What you have to do: Please write out the final portion of the records below exactly: the line containing "Expected content: foam", every line after it, and nothing else.

Data extracts:

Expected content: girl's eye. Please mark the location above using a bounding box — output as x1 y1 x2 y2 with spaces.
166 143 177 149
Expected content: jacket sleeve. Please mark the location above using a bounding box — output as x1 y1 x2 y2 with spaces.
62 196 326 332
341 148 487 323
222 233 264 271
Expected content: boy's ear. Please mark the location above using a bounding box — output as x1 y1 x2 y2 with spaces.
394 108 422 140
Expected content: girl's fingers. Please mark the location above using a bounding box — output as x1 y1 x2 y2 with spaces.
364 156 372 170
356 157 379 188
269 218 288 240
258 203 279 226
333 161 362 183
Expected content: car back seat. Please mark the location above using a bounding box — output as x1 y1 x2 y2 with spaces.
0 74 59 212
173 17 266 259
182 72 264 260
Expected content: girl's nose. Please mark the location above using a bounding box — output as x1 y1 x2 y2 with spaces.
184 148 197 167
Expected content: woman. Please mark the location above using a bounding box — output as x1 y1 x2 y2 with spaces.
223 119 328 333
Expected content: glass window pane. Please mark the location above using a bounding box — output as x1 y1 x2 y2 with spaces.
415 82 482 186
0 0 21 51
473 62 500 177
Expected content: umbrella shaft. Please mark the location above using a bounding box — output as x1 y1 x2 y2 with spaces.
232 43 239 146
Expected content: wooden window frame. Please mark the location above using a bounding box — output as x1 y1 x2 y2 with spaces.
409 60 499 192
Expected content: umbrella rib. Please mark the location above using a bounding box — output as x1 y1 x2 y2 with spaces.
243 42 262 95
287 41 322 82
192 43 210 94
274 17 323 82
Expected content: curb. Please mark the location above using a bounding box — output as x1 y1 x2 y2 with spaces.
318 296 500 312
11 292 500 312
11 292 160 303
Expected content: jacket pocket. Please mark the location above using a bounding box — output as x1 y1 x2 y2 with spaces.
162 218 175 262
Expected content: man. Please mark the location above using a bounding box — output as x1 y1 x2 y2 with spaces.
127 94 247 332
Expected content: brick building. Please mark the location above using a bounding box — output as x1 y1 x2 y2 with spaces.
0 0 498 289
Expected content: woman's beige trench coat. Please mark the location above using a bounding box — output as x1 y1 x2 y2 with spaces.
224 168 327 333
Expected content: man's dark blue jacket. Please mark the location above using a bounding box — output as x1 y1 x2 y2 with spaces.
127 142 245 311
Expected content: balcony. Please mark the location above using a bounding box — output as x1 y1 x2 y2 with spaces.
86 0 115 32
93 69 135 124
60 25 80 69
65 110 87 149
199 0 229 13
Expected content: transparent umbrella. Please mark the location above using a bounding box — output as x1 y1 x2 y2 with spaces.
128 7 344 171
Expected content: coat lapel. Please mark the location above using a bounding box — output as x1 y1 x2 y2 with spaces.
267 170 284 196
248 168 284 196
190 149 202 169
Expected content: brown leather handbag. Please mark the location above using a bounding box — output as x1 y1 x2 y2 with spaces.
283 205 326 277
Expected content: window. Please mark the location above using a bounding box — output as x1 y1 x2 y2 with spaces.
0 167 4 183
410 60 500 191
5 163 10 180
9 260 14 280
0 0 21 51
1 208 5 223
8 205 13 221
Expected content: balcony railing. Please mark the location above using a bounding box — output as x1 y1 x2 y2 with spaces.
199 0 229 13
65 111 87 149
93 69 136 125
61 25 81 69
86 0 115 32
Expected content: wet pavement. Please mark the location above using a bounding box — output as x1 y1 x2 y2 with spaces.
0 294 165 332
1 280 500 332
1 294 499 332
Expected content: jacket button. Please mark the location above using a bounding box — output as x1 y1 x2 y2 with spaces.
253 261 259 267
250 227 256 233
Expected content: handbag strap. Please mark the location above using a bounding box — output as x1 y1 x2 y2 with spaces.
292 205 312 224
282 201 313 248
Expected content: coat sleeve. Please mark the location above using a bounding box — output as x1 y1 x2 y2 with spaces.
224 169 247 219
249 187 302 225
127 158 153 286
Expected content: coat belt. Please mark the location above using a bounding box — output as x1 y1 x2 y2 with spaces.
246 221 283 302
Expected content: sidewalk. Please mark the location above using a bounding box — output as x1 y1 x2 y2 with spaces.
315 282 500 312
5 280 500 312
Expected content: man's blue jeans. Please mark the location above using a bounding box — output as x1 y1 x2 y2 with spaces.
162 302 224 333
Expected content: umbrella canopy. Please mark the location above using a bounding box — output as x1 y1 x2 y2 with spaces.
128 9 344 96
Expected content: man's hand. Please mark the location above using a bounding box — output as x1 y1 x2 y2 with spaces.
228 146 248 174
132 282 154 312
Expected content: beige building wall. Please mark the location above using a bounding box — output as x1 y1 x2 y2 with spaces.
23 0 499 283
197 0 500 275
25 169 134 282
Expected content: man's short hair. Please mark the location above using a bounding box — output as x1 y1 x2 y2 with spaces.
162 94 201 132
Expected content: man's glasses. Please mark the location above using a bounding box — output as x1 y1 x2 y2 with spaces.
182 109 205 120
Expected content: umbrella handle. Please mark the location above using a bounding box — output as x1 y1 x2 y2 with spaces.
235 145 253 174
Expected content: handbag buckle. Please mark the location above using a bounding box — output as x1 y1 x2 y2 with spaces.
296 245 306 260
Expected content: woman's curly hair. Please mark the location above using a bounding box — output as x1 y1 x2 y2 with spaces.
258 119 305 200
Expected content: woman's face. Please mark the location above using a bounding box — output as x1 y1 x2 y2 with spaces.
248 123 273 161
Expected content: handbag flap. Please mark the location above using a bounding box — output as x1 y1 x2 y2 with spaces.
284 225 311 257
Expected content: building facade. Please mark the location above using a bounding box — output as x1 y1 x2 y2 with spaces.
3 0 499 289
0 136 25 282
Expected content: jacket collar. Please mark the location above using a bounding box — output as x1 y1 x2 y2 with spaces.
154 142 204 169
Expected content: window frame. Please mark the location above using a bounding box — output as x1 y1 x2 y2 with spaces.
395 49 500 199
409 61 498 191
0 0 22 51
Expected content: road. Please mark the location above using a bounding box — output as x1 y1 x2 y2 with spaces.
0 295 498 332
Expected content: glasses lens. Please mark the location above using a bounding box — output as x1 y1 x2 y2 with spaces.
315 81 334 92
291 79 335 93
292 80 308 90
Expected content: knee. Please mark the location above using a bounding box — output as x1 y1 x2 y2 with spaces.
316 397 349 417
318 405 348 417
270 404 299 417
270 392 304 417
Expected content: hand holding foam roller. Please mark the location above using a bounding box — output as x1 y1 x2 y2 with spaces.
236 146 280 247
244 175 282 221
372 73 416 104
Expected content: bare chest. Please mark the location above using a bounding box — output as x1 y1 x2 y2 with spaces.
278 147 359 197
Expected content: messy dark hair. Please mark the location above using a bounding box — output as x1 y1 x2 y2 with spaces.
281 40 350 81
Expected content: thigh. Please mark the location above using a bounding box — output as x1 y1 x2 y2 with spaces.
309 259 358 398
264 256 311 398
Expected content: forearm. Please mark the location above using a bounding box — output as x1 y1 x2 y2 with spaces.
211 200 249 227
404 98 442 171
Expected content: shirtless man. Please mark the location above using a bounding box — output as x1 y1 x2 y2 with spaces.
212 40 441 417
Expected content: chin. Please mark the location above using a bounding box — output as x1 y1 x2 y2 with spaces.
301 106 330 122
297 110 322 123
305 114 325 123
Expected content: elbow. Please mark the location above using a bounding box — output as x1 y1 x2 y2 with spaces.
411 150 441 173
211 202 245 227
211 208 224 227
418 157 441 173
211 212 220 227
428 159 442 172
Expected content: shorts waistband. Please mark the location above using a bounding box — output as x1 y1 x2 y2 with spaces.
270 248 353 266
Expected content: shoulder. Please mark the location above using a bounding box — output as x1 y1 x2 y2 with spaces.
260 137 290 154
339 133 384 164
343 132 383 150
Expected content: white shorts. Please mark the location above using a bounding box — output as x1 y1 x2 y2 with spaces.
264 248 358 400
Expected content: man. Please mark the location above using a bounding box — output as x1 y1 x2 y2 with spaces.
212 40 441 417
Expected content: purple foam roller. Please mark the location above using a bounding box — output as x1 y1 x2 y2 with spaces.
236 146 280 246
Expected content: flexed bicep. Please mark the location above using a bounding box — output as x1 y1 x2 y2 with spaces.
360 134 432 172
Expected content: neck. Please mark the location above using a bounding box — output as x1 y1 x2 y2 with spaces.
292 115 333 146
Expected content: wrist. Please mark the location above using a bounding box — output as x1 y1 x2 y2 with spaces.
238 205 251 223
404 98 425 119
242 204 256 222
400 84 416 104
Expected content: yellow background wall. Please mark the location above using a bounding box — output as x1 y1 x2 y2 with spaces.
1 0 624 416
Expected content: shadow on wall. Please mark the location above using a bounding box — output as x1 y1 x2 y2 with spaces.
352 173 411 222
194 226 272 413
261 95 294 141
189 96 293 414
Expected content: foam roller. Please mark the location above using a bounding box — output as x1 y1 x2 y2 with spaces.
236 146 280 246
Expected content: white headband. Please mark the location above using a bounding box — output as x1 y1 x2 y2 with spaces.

Answer box:
Expected content: foam roller. Please mark the location above using a bounding box — output as x1 y1 x2 y2 with spaces.
236 146 280 246
Expected content: white headband. Please mark the location above using a bounding box — output as x1 y1 x2 y2 with spaces.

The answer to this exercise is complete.